[Data extracted from a collection]
>>>>

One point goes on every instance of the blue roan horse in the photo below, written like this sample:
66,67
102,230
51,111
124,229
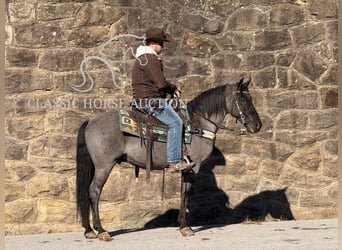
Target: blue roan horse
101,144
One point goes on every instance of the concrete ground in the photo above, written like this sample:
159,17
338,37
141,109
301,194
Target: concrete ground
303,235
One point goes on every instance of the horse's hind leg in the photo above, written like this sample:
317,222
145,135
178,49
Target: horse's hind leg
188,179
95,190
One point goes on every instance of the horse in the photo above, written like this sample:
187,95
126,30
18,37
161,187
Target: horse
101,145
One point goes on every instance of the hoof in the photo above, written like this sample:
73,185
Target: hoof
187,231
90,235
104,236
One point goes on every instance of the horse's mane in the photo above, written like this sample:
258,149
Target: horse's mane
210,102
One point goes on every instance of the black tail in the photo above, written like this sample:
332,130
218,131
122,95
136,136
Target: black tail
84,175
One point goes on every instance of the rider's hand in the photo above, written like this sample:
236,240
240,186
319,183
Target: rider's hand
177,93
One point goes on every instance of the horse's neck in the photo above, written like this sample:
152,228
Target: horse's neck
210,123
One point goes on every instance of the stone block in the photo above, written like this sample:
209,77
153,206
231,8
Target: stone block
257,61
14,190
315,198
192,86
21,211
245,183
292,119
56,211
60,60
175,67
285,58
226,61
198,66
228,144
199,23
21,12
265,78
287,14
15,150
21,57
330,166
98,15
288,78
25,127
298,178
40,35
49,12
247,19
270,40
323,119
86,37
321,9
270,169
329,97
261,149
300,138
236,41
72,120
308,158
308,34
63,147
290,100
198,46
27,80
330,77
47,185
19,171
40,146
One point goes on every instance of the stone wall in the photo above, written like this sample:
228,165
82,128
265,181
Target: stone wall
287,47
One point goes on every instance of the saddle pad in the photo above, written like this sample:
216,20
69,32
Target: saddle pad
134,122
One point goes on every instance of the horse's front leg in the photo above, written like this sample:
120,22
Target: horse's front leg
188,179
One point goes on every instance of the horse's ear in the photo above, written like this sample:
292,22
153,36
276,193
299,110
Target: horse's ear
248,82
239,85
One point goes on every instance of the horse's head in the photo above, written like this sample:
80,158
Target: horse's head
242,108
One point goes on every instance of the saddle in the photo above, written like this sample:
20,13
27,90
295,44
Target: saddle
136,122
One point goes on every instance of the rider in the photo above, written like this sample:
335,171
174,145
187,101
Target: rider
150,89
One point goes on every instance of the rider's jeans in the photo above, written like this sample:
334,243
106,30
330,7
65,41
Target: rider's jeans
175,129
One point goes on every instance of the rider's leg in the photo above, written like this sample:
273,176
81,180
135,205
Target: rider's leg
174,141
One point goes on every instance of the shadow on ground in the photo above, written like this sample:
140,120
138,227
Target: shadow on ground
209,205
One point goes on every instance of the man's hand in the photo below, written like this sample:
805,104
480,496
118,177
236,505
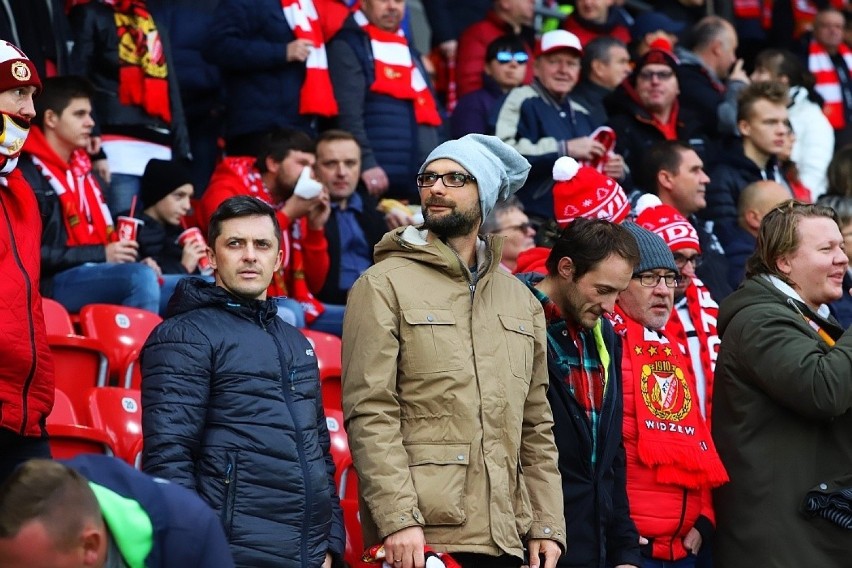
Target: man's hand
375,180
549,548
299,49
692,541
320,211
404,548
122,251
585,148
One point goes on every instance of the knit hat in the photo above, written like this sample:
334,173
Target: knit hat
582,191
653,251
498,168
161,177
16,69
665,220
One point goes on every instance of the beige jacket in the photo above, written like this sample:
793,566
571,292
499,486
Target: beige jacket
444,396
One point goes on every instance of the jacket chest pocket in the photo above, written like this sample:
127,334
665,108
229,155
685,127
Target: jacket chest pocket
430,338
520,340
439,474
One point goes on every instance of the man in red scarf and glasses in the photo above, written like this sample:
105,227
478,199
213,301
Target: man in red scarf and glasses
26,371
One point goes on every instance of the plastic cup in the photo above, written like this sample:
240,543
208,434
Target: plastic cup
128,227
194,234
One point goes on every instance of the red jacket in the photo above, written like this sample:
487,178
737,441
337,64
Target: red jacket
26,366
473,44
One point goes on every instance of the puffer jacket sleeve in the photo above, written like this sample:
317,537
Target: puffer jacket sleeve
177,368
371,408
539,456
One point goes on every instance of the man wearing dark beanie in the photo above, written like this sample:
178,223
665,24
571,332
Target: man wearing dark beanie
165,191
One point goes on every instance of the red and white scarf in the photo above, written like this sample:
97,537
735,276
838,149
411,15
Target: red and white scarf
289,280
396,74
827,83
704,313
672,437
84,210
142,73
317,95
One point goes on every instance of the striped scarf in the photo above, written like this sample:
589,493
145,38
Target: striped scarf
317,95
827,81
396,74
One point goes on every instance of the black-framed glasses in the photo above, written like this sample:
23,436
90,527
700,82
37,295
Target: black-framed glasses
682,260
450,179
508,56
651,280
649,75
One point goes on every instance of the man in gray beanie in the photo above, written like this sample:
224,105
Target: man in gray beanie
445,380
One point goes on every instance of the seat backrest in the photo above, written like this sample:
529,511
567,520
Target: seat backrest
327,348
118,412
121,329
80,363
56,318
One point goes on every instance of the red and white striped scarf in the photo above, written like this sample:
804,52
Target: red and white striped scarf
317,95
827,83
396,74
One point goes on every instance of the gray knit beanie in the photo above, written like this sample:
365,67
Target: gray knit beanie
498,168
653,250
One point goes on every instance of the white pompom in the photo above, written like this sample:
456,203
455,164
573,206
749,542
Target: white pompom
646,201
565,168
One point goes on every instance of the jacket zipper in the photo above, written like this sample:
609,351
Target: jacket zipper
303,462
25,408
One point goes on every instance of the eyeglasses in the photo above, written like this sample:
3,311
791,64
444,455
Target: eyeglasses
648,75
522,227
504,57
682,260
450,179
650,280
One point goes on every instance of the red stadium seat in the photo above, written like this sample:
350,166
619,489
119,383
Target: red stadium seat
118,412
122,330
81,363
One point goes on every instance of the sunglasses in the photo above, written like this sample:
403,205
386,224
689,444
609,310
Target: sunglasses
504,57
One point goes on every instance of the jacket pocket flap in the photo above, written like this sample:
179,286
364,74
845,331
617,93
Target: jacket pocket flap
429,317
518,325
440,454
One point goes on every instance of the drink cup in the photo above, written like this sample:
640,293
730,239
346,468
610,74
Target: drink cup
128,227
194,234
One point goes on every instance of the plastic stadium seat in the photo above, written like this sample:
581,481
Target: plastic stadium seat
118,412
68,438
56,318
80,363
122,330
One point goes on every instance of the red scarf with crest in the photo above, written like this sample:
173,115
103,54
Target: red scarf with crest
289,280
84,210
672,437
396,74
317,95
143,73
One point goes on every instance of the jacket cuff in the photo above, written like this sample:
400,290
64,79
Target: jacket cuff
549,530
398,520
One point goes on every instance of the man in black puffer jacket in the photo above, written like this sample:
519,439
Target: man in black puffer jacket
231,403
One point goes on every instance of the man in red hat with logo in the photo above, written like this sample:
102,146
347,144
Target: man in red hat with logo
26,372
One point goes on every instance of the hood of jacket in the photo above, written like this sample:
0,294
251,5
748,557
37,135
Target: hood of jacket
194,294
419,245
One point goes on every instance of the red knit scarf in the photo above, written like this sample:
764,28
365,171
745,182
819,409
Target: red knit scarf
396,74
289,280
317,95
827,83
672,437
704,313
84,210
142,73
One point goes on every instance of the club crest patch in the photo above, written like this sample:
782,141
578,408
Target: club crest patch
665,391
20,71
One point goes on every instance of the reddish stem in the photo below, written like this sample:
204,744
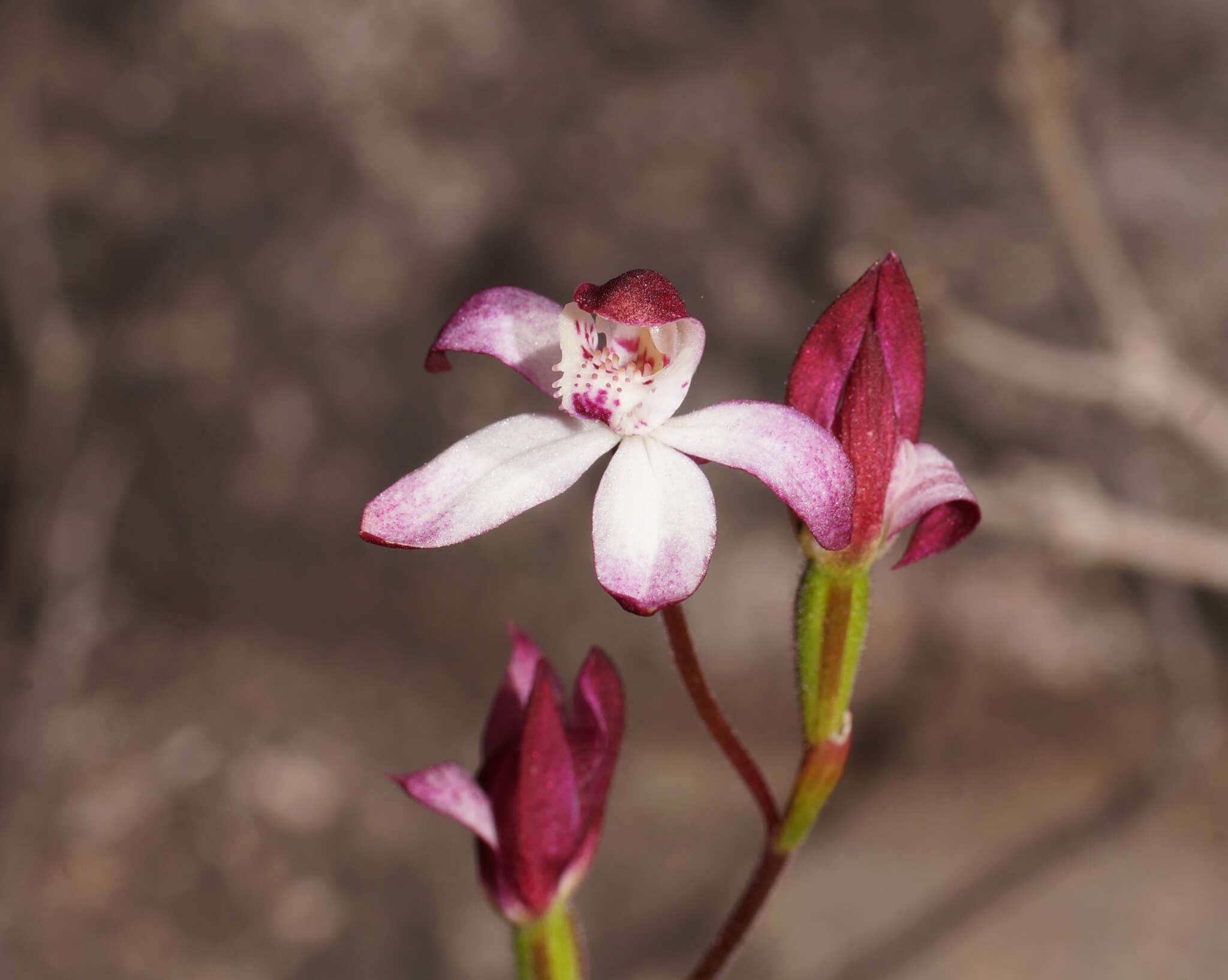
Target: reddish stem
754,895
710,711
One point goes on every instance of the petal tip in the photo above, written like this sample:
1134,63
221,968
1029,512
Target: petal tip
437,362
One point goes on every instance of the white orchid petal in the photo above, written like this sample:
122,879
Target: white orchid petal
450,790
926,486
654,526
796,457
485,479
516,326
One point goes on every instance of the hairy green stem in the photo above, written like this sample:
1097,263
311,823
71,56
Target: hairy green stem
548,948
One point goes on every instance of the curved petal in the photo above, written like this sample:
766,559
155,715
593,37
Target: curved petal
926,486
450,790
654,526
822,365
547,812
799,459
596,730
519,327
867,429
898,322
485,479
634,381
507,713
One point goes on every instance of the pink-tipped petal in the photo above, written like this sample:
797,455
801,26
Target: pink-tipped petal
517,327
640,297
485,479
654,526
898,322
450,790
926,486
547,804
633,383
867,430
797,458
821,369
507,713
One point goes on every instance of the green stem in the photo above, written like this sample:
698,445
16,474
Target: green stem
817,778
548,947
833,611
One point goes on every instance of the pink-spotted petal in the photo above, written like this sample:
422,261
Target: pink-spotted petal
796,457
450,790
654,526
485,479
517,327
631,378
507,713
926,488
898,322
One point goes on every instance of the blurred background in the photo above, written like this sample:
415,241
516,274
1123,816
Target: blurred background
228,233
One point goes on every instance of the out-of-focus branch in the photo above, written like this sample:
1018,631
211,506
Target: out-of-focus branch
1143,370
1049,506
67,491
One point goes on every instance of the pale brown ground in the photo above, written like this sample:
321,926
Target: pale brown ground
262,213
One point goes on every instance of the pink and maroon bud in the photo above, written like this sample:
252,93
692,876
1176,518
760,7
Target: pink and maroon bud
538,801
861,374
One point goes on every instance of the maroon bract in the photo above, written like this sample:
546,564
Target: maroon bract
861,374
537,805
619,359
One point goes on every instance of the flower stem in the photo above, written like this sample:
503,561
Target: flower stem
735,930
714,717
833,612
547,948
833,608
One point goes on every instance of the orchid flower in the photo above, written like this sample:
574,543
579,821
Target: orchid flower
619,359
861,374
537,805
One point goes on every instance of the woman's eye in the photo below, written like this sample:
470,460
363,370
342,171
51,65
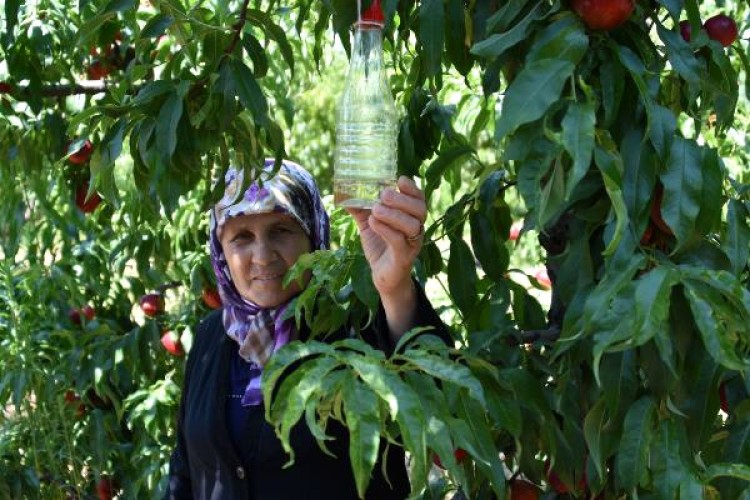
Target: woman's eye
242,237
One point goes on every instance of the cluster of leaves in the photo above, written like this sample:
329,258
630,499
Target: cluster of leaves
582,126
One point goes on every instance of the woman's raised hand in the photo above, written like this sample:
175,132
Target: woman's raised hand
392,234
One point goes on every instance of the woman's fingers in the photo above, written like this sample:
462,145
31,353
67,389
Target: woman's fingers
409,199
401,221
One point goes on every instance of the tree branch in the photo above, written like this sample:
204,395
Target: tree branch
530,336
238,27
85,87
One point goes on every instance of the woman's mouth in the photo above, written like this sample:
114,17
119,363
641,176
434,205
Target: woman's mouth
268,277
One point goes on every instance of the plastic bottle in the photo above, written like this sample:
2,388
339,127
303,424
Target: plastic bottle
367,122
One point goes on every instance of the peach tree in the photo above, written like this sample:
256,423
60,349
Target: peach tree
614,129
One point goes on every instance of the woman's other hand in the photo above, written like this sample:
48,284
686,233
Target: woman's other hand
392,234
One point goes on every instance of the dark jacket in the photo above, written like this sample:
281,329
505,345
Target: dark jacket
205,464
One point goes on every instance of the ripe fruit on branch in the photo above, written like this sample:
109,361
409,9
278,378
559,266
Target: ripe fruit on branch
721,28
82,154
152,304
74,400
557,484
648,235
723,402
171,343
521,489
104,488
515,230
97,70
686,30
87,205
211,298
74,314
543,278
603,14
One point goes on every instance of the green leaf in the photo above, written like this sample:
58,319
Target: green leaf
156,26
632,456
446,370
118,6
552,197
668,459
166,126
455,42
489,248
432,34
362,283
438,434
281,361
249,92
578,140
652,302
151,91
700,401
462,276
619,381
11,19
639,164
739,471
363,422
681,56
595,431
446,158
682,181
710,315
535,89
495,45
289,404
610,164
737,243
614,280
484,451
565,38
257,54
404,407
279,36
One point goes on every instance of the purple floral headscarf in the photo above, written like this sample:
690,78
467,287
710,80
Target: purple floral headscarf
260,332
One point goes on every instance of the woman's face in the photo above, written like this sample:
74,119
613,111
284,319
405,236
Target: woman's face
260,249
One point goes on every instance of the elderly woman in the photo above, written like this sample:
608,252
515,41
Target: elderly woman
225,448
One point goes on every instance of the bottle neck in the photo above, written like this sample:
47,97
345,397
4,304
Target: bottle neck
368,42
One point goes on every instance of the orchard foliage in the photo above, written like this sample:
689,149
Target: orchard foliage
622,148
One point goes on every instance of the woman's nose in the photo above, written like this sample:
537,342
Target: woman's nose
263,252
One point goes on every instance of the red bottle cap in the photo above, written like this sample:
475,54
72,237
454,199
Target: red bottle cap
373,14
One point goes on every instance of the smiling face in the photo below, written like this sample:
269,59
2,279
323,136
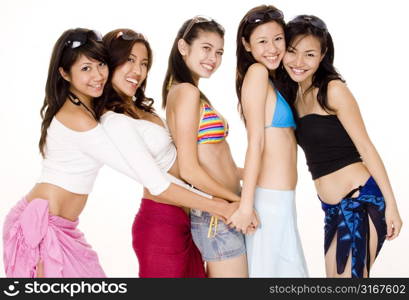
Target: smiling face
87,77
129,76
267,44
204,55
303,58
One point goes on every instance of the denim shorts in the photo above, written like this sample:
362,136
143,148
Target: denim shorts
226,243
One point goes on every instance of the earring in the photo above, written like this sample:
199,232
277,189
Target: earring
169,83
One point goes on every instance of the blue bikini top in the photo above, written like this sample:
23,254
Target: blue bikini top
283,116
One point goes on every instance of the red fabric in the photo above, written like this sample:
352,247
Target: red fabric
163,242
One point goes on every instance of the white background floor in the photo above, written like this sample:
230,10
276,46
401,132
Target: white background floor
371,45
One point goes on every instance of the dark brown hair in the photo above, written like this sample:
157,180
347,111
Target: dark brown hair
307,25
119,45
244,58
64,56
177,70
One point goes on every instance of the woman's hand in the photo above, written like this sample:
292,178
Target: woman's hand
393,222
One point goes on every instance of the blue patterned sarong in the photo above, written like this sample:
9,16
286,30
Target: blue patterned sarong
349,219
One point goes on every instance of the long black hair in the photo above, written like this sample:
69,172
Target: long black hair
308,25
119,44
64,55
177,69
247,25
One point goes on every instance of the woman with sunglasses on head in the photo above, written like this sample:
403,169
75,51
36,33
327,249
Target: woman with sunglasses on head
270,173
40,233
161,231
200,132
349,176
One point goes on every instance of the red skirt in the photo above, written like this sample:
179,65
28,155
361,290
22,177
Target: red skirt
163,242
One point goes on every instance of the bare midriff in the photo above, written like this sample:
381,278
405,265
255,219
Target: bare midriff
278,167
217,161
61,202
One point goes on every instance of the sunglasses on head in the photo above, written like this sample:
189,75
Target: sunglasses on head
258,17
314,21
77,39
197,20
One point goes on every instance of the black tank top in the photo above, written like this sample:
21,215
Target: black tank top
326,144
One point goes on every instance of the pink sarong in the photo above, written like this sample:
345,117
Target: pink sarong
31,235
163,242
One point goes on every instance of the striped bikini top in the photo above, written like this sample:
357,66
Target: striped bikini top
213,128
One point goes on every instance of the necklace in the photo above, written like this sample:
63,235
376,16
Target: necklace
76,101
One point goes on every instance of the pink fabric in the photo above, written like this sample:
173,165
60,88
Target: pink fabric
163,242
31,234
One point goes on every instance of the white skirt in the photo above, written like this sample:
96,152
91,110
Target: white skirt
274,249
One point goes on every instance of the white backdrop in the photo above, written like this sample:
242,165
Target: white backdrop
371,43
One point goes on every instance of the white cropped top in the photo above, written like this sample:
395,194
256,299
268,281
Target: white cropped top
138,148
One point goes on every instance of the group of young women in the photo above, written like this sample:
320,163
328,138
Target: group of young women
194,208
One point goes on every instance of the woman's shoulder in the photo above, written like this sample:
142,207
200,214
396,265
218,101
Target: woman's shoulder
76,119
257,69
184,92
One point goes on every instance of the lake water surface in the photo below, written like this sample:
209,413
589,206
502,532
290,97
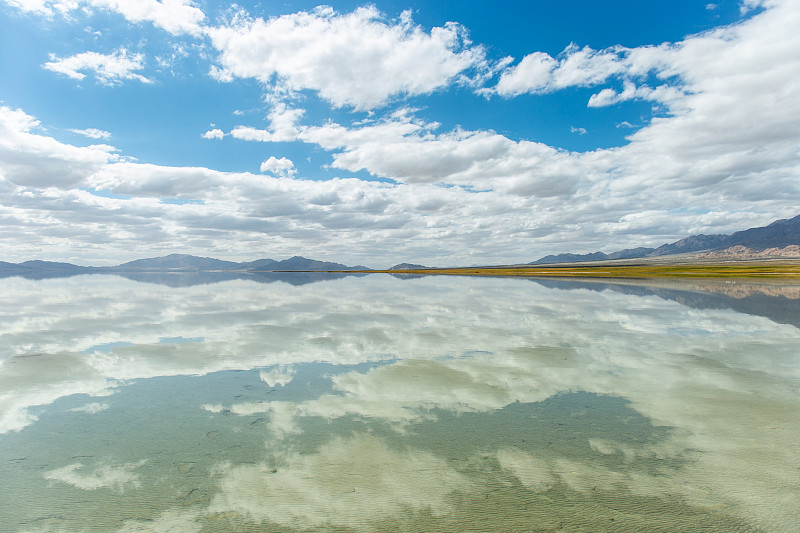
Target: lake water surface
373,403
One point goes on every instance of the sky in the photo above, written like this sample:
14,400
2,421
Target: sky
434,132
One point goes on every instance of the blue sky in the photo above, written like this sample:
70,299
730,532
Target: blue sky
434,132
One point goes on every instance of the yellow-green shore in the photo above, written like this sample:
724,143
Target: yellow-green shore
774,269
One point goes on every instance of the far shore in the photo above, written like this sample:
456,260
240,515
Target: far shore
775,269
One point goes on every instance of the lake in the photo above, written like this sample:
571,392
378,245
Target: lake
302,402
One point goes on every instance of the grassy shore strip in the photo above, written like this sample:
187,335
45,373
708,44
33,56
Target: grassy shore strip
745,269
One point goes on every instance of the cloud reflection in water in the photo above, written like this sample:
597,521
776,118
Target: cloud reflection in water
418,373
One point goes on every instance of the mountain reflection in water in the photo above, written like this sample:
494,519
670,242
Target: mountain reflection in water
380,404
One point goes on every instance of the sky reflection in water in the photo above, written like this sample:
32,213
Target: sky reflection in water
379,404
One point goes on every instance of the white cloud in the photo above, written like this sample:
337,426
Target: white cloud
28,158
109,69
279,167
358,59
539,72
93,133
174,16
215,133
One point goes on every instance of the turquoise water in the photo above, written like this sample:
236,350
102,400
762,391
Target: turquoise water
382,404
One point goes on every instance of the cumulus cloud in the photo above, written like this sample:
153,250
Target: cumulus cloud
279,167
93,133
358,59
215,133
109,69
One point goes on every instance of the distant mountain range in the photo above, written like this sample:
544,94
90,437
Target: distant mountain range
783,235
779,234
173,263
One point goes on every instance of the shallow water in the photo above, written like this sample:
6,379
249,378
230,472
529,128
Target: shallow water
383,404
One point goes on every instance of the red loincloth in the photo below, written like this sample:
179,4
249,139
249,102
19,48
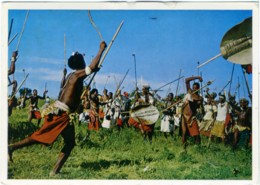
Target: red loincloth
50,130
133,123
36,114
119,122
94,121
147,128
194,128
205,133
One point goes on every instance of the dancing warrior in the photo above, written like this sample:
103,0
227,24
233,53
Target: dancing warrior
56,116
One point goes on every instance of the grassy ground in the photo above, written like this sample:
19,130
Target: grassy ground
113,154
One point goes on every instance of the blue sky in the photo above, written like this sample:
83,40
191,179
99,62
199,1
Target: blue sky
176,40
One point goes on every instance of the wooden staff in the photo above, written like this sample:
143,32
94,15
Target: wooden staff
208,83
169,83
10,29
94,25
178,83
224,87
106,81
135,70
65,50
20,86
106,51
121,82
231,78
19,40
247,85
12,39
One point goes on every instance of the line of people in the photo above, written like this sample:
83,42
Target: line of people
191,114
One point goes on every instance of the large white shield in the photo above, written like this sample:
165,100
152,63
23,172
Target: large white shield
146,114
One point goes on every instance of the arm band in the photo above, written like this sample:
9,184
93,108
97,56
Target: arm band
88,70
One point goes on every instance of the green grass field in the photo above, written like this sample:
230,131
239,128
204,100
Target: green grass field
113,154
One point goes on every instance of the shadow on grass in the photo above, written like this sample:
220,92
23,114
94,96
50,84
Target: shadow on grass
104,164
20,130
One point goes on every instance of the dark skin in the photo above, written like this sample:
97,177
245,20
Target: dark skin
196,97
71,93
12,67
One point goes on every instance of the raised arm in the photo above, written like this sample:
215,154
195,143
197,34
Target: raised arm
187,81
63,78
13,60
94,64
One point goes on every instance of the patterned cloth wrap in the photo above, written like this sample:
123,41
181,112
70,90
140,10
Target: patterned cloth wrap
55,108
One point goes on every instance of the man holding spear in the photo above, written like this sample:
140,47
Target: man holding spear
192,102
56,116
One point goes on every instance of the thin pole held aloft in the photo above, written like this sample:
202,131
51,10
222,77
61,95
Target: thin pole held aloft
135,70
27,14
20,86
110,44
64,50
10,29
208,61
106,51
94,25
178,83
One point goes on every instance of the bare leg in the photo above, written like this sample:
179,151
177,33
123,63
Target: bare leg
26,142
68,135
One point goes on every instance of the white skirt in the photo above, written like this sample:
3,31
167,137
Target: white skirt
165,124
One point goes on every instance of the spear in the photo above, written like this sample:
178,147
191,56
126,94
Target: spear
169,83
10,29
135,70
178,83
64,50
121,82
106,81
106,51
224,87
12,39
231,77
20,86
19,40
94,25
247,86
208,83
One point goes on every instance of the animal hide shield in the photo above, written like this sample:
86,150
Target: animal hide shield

<<<<

TASK DESCRIPTION: Copy out exactly the lines between the line with "One point goes on every instance of the raised" and the last line of the entries, counting both of those lines.

ANSWER TO THIS EXERCISE:
One point goes on every instance of the raised arm in the photo above, written like this sample:
215,154
195,143
197,34
Target: raised arm
187,81
63,78
13,60
94,64
One point goes on every instance of the patterned cloth wrap in the photo above, written like this sample:
123,41
181,112
70,90
140,10
Target: patterned cloth wrap
55,108
One point goes on every instance of the man holding spear in the photo above, written like this sample:
140,47
Target: man holding spear
192,102
56,116
One point goes on every instance of the thin pole held aloft in the photo above, written like this sample:
202,131
51,10
222,77
61,95
Target: thin pole held aloft
135,70
27,14
20,86
110,44
64,50
10,29
208,61
106,51
94,25
178,83
One point goes on every instance of the bare leg in the photo above, written like this sample:
179,151
177,33
123,63
Target: bare leg
26,142
68,135
One point goes on every instance of the white skirt in the photo above, written like this sample:
3,31
167,137
Target: white skirt
165,124
One point goes on every instance of the spear in the photo above, written like this sample:
178,147
191,56
126,94
Target: spear
169,83
10,29
135,70
178,83
64,50
121,82
106,81
106,51
224,87
12,39
231,77
20,86
19,40
94,25
247,86
208,83
One point goes on every instance of the animal hide shield in the photo above, written like this sample:
86,150
Target: animal hide shield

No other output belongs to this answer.